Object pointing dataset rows
****

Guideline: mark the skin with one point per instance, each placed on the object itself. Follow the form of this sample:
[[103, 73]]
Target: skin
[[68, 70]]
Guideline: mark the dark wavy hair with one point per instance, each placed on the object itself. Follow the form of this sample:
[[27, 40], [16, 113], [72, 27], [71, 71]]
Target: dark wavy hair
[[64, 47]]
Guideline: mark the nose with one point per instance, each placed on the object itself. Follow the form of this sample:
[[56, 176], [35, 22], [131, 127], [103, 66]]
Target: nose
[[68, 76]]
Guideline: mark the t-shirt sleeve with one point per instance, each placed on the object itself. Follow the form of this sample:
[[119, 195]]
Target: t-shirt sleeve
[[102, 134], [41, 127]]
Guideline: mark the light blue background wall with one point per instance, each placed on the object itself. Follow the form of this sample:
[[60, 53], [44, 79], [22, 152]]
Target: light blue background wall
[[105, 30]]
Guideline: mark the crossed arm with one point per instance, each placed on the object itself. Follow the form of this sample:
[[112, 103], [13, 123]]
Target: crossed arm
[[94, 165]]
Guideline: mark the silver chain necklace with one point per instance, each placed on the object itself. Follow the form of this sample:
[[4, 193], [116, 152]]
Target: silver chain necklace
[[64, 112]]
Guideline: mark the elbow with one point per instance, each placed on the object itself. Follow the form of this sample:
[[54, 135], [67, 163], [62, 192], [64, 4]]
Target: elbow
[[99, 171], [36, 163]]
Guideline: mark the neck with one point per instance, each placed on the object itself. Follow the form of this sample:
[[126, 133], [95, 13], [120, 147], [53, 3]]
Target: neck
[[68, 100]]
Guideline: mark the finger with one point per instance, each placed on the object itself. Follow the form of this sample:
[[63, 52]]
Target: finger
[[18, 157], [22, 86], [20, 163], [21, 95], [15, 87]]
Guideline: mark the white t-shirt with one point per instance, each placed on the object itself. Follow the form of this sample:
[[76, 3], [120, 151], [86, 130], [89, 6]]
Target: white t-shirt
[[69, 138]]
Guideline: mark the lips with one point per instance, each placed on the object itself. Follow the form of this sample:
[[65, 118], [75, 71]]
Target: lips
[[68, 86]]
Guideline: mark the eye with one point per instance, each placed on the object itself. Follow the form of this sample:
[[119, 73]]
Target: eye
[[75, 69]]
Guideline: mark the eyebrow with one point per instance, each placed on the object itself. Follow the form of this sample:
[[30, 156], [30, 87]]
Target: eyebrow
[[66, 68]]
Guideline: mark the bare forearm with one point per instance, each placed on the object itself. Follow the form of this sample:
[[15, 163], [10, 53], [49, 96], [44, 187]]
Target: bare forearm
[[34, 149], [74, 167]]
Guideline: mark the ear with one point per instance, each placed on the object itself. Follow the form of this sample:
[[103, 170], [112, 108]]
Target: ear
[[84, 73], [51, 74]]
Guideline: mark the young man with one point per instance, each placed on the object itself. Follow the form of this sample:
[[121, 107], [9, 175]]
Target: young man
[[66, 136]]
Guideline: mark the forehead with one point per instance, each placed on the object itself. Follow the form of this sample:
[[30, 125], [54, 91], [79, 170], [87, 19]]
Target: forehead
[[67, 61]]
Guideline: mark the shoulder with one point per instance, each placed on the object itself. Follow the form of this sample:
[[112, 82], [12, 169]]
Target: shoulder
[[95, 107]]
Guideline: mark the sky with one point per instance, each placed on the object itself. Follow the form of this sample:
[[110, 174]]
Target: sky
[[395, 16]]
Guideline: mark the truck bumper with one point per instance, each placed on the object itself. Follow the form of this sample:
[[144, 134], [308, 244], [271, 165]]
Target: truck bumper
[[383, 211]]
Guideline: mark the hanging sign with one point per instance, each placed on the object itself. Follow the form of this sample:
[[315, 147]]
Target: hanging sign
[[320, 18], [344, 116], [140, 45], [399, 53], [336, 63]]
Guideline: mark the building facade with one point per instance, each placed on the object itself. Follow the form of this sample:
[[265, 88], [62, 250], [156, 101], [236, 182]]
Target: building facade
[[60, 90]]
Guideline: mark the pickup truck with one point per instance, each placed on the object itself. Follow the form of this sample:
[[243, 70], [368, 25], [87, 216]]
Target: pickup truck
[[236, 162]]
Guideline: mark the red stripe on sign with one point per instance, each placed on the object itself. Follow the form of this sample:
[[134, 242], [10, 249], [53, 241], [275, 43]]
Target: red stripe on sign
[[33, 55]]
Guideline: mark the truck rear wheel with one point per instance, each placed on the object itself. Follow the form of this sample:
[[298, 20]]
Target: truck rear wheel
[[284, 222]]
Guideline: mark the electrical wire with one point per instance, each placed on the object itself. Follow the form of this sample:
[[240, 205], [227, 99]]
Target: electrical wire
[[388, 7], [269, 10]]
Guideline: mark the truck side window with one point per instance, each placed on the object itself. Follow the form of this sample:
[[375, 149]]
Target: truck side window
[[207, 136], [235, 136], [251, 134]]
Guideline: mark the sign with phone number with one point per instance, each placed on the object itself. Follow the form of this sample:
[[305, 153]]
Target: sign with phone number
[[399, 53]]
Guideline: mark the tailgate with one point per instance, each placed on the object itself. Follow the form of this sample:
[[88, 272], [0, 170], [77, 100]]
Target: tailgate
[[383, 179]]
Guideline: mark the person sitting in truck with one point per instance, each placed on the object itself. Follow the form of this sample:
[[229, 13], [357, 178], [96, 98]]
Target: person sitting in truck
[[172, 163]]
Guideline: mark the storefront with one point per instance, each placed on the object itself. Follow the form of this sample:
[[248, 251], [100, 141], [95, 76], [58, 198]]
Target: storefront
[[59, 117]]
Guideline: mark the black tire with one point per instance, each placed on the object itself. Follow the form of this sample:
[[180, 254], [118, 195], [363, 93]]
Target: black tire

****

Rename every occurrence of "Target" to "Object" throughout all the rows above. Leave everything else unchanged.

Guideline: mark the skin with one point per instance, each placed on the object itself. Follow the form of this sample:
[[103, 73]]
Object: skin
[[68, 70]]
Guideline: mark the dark wavy hair with one point per instance, each placed on the object itself. Follow the form of this sample:
[[27, 40], [16, 113], [72, 27], [71, 71]]
Object: dark wavy hair
[[64, 47]]
Guideline: mark the nose with one point per instance, each placed on the object itself. Follow the form of this sample:
[[56, 176], [35, 22], [131, 127], [103, 66]]
Object: nose
[[68, 76]]
Guideline: mark the t-shirt sleeve with one point per instance, each placed on the object itself. Follow the form of this sample:
[[119, 195]]
Object: t-shirt sleeve
[[102, 134], [41, 127]]
Guideline: mark the light blue background wall with one point per instance, each placed on the object itself. Follow the form of this sample:
[[60, 53], [44, 79], [22, 152]]
Object: light blue background wall
[[105, 30]]
Guideline: mark the crossed arm with one point per instance, each placed on the object itself. Follow the form of this sample:
[[112, 103], [13, 123]]
Object: crossed arm
[[94, 165]]
Guideline: mark the silver chain necklace with one point per instance, each placed on the object itself. Follow the form of this sample:
[[4, 193], [116, 152]]
Object: silver chain necklace
[[64, 112]]
Guideline: mark the elbow with one point per instance, each placed on the object itself. Follow the form of this sample:
[[54, 135], [67, 163], [62, 192], [64, 4]]
Object: elbow
[[99, 171], [36, 163]]
Guideline: mark the neck with one point per instance, each placed on the object itself. Follow the form of this sample:
[[126, 133], [95, 13], [120, 147], [53, 3]]
Object: neck
[[68, 100]]
Guideline: mark the finger with one point per instance, each placed on the object itself. Follow the form of this sample:
[[63, 52]]
Object: finger
[[18, 157], [22, 86], [20, 163], [21, 95], [15, 87]]
Guideline: mark the white t-shirt with one point per instance, each placed on the object itself. Follow the form of this sample:
[[76, 3], [120, 151], [86, 130], [89, 6]]
Object: white t-shirt
[[69, 138]]
Guideline: mark the lips with one point per instance, each placed on the object itself. Follow the form of this sample:
[[65, 118], [75, 71]]
Object: lips
[[68, 86]]
Guideline: mark the eye with one point per instance, each placed on the object itself. Follow the form of this sample:
[[119, 73]]
Object: eye
[[75, 69]]
Guideline: mark the eyebrow with one point per instance, each placed on the object itself. Follow the form of this sample:
[[30, 156], [30, 87]]
Object: eyebrow
[[66, 68]]
Guideline: mark the bare forearm with one point per instance, each placed on the object itself. Follow the form of this sample:
[[15, 163], [10, 53], [49, 96], [44, 187]]
Object: bare forearm
[[34, 149], [74, 167]]
Guideline: mark the ear with one point per instance, each placed on the object itself. Follow the form of this sample:
[[103, 170], [112, 108]]
Object: ear
[[84, 73], [51, 74]]
Guideline: mark the young man with one point per instance, each placed on the object itself. Follow the form of this sample:
[[121, 107], [9, 175]]
Object: young man
[[66, 136]]
Guideline: mark the forehead with one point per instance, each placed on the object itself. Follow the form of this sample:
[[30, 125], [54, 91], [79, 170], [87, 19]]
Object: forehead
[[67, 61]]
Guideline: mark the shoulder with one point per instance, each placed on the object itself. Follow the form of this sample:
[[112, 82], [12, 169]]
Object: shoulder
[[95, 107]]
Guideline: mark the sky with one point per instance, each placed on the object itself. Follow the form of this sample:
[[110, 174]]
Object: sky
[[395, 16]]
Guideline: mark the truck bumper with one point per instance, each placed on the object itself. Follow the form of this sample:
[[144, 134], [308, 244], [271, 165]]
Object: truck bumper
[[383, 211]]
Guideline: mark the hanging sign with one point per instance, each placed on the object itself. Follow the form of this sample:
[[315, 147]]
Object: hanging sign
[[320, 18], [344, 116], [140, 45], [399, 53], [336, 63]]
Guideline: mark the building facade with one point per instance, each placed on the object itself. Follow the form of this sample:
[[265, 88], [62, 250], [156, 101], [236, 182]]
Object: building facade
[[60, 90]]
Guideline: mark the pickup truck with one point per instance, each placed on the object itself. Follow the form of this sample:
[[243, 70], [368, 25], [87, 216]]
Object: pickup truck
[[236, 162]]
Guideline: mark the red stripe on sign with one point per instance, each placed on the object itself. Follow the form of this sample:
[[134, 242], [10, 249], [53, 241], [275, 43]]
Object: red stripe on sign
[[33, 55]]
Guideline: mark the truck rear wheel with one point per instance, each placed on the object itself. Follow the form of this sample:
[[298, 20]]
Object: truck rear wheel
[[284, 222]]
Guideline: mark the electrical wire with one point per instance, each placed on the object itself. Follow the form of this sample:
[[240, 205], [227, 99]]
Object: electrical wire
[[388, 7], [269, 10]]
Guideline: mark the truck side window with one point per instance, each placed on the object itself. Follow the form of this sample:
[[375, 149]]
Object: truck side window
[[207, 136], [235, 136], [251, 134]]
Guideline: mark the sign with phone number with one point per instance, each placed on the object itself. Follow the form of this sample:
[[305, 153]]
Object: sign with phone number
[[399, 53]]
Guideline: mark the tailgate with one point per instance, each placed on the object itself. Follow the form of this sample:
[[88, 272], [0, 170], [77, 100]]
Object: tailgate
[[383, 179]]
Guideline: mark the person sitting in truck with one point per instance, each placed on the object itself. Follow the form of this sample:
[[229, 13], [357, 178], [96, 98]]
Object: person sitting in truck
[[172, 163]]
Guideline: mark the storefront with one point per instance, each placed on the object itself. Follow the form of this sample:
[[248, 251], [100, 141], [95, 76], [58, 198]]
Object: storefront
[[59, 117]]
Guideline: mark the black tire with one point per instance, each placed on the object itself. Follow the form of this sample:
[[180, 254], [118, 195], [363, 93]]
Object: black tire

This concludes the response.